▶ [EXCERPT PROVIDED]:
By comparison, Idaho only grows 29% of the nation’s potatoes but more than 70% of its food-sized trout. State slogans can be very misleading.
With 26,000 overall, the state of Idaho has only 1% of the nation’s 2.1 million farms and ranches, but still ranks in the top 10 for production of 26 different types of livestock and crops.
Northern Idaho is nicknamed the Idaho Panhandle.
It is 21,000+ square miles of spectacular, forested mountains, about a quarter of the land area of Idaho. It includes 324 square miles covered by water, including many of America’s most scenic rivers and lakes.
Stretching between eight or nine of those lakes is the Rathdrum Prairie, part of a 370 square mile trench gouged out between the Selkirk and Bitterroot ranges and planed flat by a glacier.
About a dozen miles long and a dozen wide, it then elbows west across the border to Spokane, Washington.
But this Prairie, which discovered in the 1950s as the perfect place to grow grass seed, had been created 15,000 years ago by a series of floods after the 3,000 sq. mile Lake Missoula broke through an ice sheet dam sending a wall of water 2,000 feet high gushing down its length and beyond, clear to California.
The Cordilleran Ice Sheet, which held one and a half times what Antarctica does today or did until recently, also melted very fast leaving Northern Idaho’s spectacular, natural mountain lakes as remnants, 75 overall within 50 miles of Spokane.
I was reminded of that sweaty, dusty, round-the-clock work harvesting grass seed when I recently learned by trial and error that the ridgeline where I live a mile and a fourth from Downtown Durham, NC is apparently on the cusp of climate change.
Kentucky Bluegrass seed such I harvested is used to grow turf up in the mountains here. But until recently, it has been fescue that ruled around Durham, including 10% of my city lot covered by four strips of lawn to slow runoff from my house and natural areas.
The battle lines for climate change apparently run between Durham and Raleigh, where the Piedmont falls away to the Coastal Plain, which has also been, until recently, a sort of demarcation line as well between “cool” and “warm” season grasses.
The year before last when heat and fungus overwhelmed my turf, I tried to jump ahead of the curve by replacing the fescue with what was touted as a cold tolerant Zoysia turf, as a few institutions and homeowners did.
Of course, grass is not always grown from seed even in North Carolina. Tall fescue and Kentucky Bluegrass began and still are pasture grasses.
Back when I was a teenager, as the tall grass ripened, big swathers, (aka windrowers) were used to cut the grass where it lay drying in the field for about a week or more.
Then several staggered combines ran down the rows without stopping while processing the seed into trucks. Outgrowing teenagers, all of the equipment used today seems two or three times larger than back then.

▶ [DATA LISTING]:
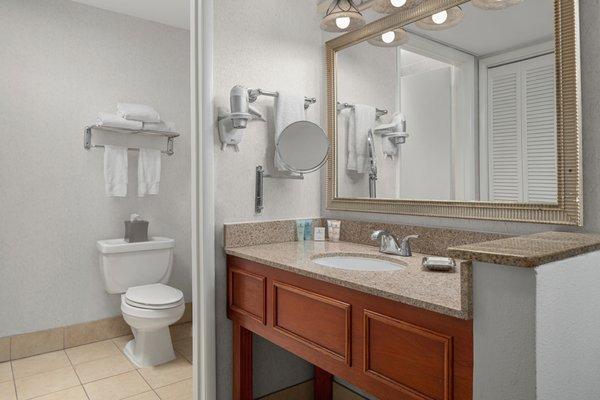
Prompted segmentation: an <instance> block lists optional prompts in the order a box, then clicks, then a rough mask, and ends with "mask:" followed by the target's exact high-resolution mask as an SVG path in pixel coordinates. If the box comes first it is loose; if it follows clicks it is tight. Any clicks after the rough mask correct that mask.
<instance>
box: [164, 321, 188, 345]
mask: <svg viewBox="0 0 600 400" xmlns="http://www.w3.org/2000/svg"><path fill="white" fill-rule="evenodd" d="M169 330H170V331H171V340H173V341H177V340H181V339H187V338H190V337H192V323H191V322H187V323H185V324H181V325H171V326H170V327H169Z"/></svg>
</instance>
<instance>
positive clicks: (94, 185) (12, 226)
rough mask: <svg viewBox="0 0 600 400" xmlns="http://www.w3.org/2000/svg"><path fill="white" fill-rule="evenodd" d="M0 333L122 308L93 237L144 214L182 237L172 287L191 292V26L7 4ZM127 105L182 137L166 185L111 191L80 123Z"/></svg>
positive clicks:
* * *
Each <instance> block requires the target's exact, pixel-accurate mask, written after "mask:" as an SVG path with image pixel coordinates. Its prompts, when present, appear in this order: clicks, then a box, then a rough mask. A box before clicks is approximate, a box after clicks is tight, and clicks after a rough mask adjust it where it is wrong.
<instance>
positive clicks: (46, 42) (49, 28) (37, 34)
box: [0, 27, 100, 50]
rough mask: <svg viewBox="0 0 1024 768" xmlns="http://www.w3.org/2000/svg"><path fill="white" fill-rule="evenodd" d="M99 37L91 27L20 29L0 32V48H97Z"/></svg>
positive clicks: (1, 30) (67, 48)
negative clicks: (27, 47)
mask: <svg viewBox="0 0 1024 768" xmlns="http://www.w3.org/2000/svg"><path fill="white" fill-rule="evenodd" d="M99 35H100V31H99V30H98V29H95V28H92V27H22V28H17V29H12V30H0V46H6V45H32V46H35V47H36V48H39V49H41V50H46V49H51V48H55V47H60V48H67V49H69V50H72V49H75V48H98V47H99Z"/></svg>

▶ [WHAT THE EXERCISE ASKS]: Could you transcribe everything in the Idaho passage above, from "By comparison, Idaho" down to "the Idaho Panhandle.", word for word?

▶ [TASK SOLUTION]:
By comparison, Idaho only grows 29% of the nation’s potatoes but more than 70% of its food-sized trout. State slogans can be very misleading.
With 26,000 overall, the state of Idaho has only 1% of the nation’s 2.1 million farms and ranches, but still ranks in the top 10 for production of 26 different types of livestock and crops.
Northern Idaho is nicknamed the Idaho Panhandle.